#### BRIEF
Print the lines word for word, starting at the line containing "the white neck" and ending at the line containing "584 529 666 581". Include both of those lines.

#### GIVEN RECORDS
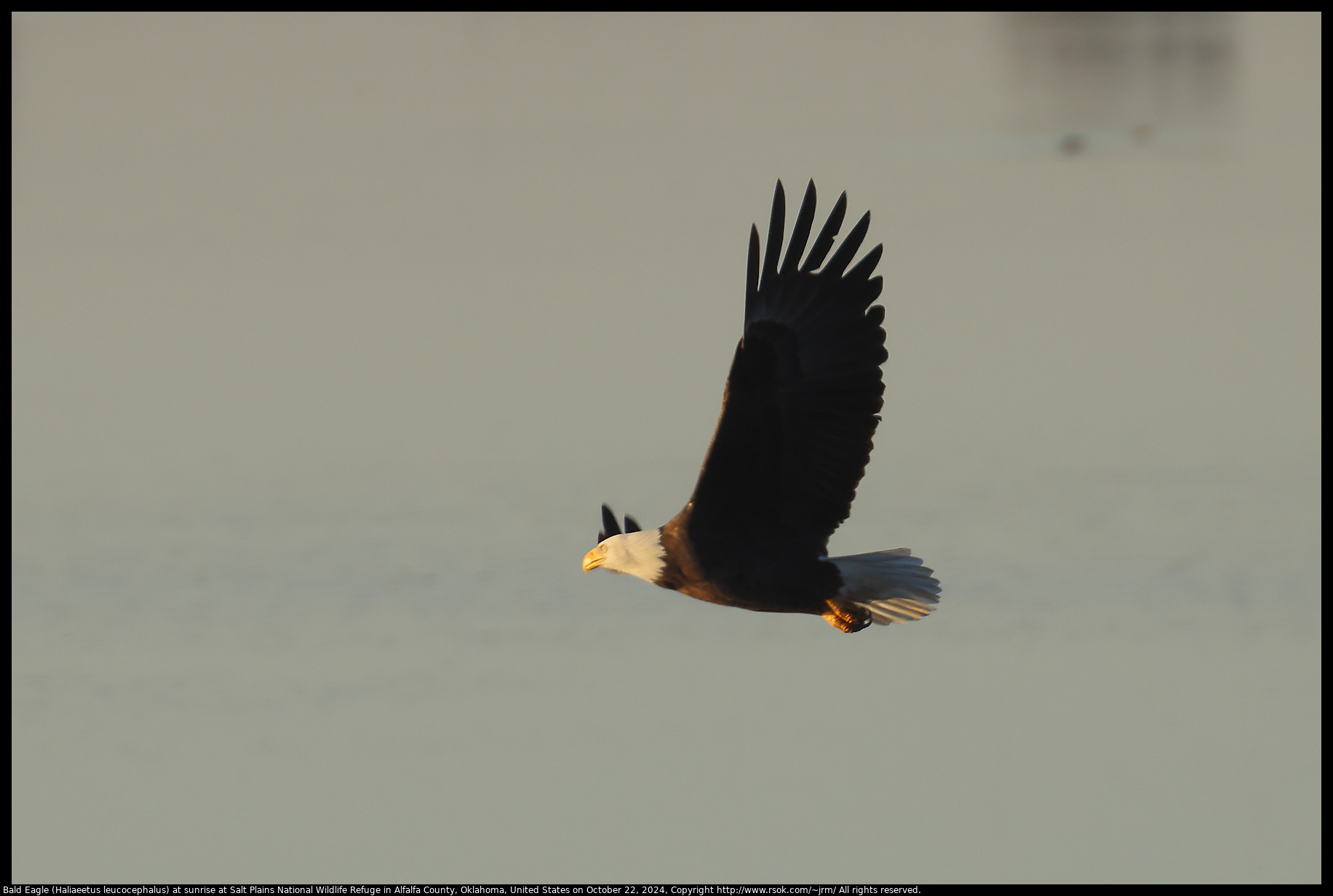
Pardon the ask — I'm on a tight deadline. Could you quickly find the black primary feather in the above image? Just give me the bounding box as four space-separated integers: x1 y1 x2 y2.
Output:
597 504 620 544
686 181 888 600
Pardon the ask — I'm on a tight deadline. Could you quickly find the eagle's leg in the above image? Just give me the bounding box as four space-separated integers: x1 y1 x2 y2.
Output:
824 599 870 632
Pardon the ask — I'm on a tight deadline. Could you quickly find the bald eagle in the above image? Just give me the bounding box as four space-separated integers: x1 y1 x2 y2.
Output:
583 181 940 632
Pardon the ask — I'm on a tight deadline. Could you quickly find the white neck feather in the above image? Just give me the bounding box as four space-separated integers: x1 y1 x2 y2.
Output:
601 529 666 581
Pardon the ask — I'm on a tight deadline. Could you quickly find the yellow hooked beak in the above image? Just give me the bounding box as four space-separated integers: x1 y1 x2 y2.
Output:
584 544 607 572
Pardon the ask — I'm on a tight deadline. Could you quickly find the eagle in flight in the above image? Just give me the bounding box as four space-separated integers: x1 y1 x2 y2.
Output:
583 181 940 632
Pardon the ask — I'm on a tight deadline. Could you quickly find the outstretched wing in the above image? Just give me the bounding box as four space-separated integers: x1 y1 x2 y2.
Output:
688 181 888 568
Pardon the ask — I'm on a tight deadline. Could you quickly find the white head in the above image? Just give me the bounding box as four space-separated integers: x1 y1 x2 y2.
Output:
584 529 666 581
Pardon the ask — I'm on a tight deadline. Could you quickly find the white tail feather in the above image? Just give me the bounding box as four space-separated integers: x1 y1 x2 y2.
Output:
829 548 940 625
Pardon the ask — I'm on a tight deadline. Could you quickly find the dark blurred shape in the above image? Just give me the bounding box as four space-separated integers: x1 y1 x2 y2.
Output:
1003 12 1235 135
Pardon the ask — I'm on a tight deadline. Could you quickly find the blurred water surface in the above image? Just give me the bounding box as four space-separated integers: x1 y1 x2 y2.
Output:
12 13 1321 883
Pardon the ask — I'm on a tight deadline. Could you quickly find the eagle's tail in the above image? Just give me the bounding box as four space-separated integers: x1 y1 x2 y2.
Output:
829 548 940 625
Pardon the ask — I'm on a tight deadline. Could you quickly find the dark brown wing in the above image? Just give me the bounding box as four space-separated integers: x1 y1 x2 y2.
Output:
686 181 888 579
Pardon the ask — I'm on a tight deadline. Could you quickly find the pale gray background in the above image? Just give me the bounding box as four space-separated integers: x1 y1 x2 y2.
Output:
13 13 1321 883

#### OUTPUT BELOW
Pardon the ask — I'm on a tight deadline. Could you quickly find the white neck feather in the above image? Just give me the bounding box as four space-separated integers: x1 y1 x2 y2.
Output:
601 529 666 581
Pardon the ask — I'm on a tight deadline. Could you quickly find the yellow hooked beak in the above image? Just give me the bounding box as four space-separated integers: x1 y1 x2 y2.
Output:
584 544 607 572
Pardon the ask — I'm on a tight deadline. Could you quickly find the eagle in flight in the above image? Just give me the bounding box as four space-separated integers: x1 y1 x2 y2.
Output:
583 181 940 632
Pardon the ask — I'm on a tight deadline. Could you quickly find the outstretched wing in the above image? Just give me the bounding box as four space-separated integers: x1 y1 x2 y2.
Output:
688 181 888 568
Pardon the ask — I'm on a tight deadline. Could you quickly find the white head in the above image? Just give me the bounding box as four space-separated integers: x1 y1 x2 y2.
Output:
584 529 666 581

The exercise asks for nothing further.